WHAT IS NEEDED
Render the listing, from its first line up to and including the line that contains "POLYGON ((220 102, 231", as a JSON list of strings with one string per line and no blank lines.

INPUT
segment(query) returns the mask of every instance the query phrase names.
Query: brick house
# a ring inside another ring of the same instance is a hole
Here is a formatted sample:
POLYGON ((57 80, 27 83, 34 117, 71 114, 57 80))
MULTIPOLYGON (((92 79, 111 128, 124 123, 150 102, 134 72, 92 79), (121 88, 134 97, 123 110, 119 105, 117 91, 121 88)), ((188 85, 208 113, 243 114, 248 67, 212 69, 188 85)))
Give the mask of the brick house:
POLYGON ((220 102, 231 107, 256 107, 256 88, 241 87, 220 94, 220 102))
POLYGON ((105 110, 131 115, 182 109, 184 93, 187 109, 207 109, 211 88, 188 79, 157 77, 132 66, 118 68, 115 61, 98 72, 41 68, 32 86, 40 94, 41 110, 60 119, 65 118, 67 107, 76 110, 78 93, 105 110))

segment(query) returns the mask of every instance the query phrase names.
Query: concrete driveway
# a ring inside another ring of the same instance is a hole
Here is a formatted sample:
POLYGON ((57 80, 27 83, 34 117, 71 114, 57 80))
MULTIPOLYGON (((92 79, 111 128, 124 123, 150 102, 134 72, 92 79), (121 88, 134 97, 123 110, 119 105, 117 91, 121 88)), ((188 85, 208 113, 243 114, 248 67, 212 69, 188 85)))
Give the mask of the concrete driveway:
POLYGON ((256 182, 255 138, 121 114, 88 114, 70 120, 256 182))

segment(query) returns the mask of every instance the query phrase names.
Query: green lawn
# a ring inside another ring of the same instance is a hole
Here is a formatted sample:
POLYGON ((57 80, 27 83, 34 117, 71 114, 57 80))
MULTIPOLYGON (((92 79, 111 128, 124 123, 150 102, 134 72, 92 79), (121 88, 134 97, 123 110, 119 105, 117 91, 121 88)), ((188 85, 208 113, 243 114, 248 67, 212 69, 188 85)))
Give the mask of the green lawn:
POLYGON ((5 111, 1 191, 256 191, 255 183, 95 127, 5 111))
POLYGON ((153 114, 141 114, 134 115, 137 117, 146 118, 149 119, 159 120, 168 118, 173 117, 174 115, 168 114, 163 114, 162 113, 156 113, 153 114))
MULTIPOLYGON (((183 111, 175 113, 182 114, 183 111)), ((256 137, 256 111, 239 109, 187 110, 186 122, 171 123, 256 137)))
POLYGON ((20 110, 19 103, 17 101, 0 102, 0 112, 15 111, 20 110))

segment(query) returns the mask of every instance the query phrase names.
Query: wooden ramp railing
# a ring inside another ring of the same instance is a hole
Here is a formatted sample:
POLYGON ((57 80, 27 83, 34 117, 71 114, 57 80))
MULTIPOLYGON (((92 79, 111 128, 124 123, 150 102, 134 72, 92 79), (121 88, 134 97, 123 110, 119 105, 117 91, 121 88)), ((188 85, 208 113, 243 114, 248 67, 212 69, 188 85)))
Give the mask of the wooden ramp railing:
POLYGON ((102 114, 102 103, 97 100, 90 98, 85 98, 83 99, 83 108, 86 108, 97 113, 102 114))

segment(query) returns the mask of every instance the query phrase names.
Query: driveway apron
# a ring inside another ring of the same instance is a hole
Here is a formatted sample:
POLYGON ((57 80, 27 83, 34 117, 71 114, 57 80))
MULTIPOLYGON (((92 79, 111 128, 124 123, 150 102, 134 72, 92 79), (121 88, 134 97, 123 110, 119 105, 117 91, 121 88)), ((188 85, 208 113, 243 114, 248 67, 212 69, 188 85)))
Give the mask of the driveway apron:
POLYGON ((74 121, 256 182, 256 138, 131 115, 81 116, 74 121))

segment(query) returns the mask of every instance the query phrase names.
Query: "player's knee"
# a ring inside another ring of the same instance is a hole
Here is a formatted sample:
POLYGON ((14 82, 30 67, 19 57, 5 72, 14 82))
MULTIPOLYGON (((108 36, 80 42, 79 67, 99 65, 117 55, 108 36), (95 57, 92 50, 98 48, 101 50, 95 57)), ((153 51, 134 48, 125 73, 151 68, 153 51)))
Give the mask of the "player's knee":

SOLUTION FOR THIS TASK
[
  "segment(query) returns the mask of every instance the query phrase names.",
  "Query: brick house",
  "# a ring inside another ring of the same instance is a hole",
  "Here is a formatted sample:",
  "POLYGON ((57 80, 27 83, 34 117, 71 114, 57 80))",
  "MULTIPOLYGON (((92 79, 111 128, 124 123, 150 102, 134 72, 92 79), (121 88, 134 97, 123 110, 119 105, 117 91, 121 88)), ((188 85, 208 113, 243 114, 248 67, 212 69, 188 85)))",
  "Give the mask of the brick house:",
  "POLYGON ((220 102, 231 107, 256 107, 256 88, 241 87, 220 94, 220 102))"
]